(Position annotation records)
##########

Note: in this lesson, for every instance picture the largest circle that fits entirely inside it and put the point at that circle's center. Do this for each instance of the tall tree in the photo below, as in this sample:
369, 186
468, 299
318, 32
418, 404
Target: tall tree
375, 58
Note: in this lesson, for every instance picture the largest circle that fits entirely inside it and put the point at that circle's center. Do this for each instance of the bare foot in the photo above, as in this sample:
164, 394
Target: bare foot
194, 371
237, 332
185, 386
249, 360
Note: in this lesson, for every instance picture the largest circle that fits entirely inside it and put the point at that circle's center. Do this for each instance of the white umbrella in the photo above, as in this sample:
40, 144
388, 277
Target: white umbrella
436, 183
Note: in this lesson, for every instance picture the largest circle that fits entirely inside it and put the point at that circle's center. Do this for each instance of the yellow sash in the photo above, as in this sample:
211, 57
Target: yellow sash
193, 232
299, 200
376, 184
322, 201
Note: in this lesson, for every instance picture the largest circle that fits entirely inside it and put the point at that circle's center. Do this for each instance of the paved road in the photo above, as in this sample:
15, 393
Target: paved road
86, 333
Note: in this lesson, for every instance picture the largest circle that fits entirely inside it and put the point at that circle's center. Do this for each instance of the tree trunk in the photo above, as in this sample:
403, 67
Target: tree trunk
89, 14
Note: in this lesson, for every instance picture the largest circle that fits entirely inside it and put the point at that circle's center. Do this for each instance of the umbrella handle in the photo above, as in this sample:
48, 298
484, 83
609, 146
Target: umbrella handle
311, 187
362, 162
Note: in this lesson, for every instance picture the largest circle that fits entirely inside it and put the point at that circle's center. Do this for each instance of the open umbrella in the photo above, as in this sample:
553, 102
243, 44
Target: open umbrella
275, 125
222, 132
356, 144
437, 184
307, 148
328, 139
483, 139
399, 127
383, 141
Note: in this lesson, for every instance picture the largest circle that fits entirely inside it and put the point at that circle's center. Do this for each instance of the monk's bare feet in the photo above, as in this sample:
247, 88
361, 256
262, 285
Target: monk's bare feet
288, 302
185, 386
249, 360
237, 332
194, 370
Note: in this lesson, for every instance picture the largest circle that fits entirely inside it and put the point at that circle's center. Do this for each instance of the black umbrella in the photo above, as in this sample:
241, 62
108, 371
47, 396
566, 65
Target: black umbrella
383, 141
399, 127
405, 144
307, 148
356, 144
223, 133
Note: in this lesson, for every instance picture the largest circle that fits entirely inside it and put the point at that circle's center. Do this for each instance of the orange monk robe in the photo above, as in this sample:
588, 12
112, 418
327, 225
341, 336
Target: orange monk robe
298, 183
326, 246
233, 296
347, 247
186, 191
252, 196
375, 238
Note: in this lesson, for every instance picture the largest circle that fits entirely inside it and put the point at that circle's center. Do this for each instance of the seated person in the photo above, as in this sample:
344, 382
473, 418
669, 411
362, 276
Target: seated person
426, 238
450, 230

##########

* Task prompt
Exactly reproduce every record.

* Reply to the task
Note: in this lesson, for every instance picture the largest circle that fits entirely inside it and put the point at that circle's center. Do this for each instance of the tall tree in the photo below, as in this sample:
369, 186
468, 299
318, 32
418, 404
Target: tall tree
375, 58
Note: in this lesson, for every instance picture the largest circle that fits entirely inside it and put the point at that circle's center. Do this for each instance of the bare foot in the photo above, as in this sample:
164, 394
Target: bare foot
194, 371
237, 332
185, 386
249, 360
Note: in this lesson, for every instance picture the largest circle that fits entirely inside it and put the point at that circle's center. Do this for each instance of the white umbrella in the photo above, as in this sample:
40, 144
388, 277
Target: white umbrella
436, 183
Note: in this lesson, for every instance picture the largest circle that fits entirely inside it and put the point at that circle's center. Do this for each instance of the yellow sash in the photo above, as in this sample:
211, 57
Target: yellow sash
193, 232
299, 200
376, 184
322, 201
Note: in this lesson, for every instance picture the largest circle that fits entirely inside it and put the point at that circle's center. Do this for each instance of the paved road in the photo above, as in this sample:
15, 393
Target: paved road
86, 333
Note: in this lesson, for every instance picture the largest circle that fits entirely inside it and put the point at that circle's center. Do this for each instance of the tree trunk in the photo above, as in this sample:
403, 67
Target: tree trunk
89, 14
Note: in this lesson, for every instance picture the largest circle that fits entirely inside it and put the point at that circle's center. Do this for each instance of the umbrella handle in the photo above, as in this sample:
48, 298
484, 83
609, 146
Target: umbrella handle
311, 187
362, 162
Note: in this lesson, for every instance picture the largest circle that fits entirely inside it and put the point at that circle's center. Do this for each instance of the open umbrella in the photo above, as in this sample:
553, 102
243, 44
Target: open umbrella
275, 125
222, 132
356, 144
437, 184
307, 148
328, 139
483, 139
399, 127
383, 141
Note: in this lesson, for every instance picture the largest circle that fits entirely inside it and put the point at that circle's center. Do this for each instance of the monk's bare feet in the photo above, as in this sample:
247, 88
361, 256
262, 285
Target: monk's bare feet
288, 302
185, 386
249, 360
237, 332
194, 370
Note: in this lesson, for every instance picture the largest circle that fits entirely inside it and put the point at that circle's center. Do this for each instance of the black umbrella in the photo above, as in this sample:
241, 62
108, 371
47, 396
566, 65
Target: black umbrella
383, 141
399, 127
405, 144
307, 148
356, 144
223, 133
Note: in this lesson, for every instance picture the largest circle that fits entirely inside it and put the point at that circle's center. Do this for each instance of the orange monk robe in the photo above, as in this sample:
588, 12
112, 418
327, 225
341, 336
Target: orange monk robe
298, 183
326, 246
233, 296
347, 247
186, 191
252, 196
375, 238
Note: in this lesson, for every instance picture the largest circle that fits entirely inside it and put the point at that circle's center. Do this for each instance of the seated person in the photo above, as in this sample:
344, 382
473, 418
669, 411
362, 276
Target: seated person
426, 238
450, 230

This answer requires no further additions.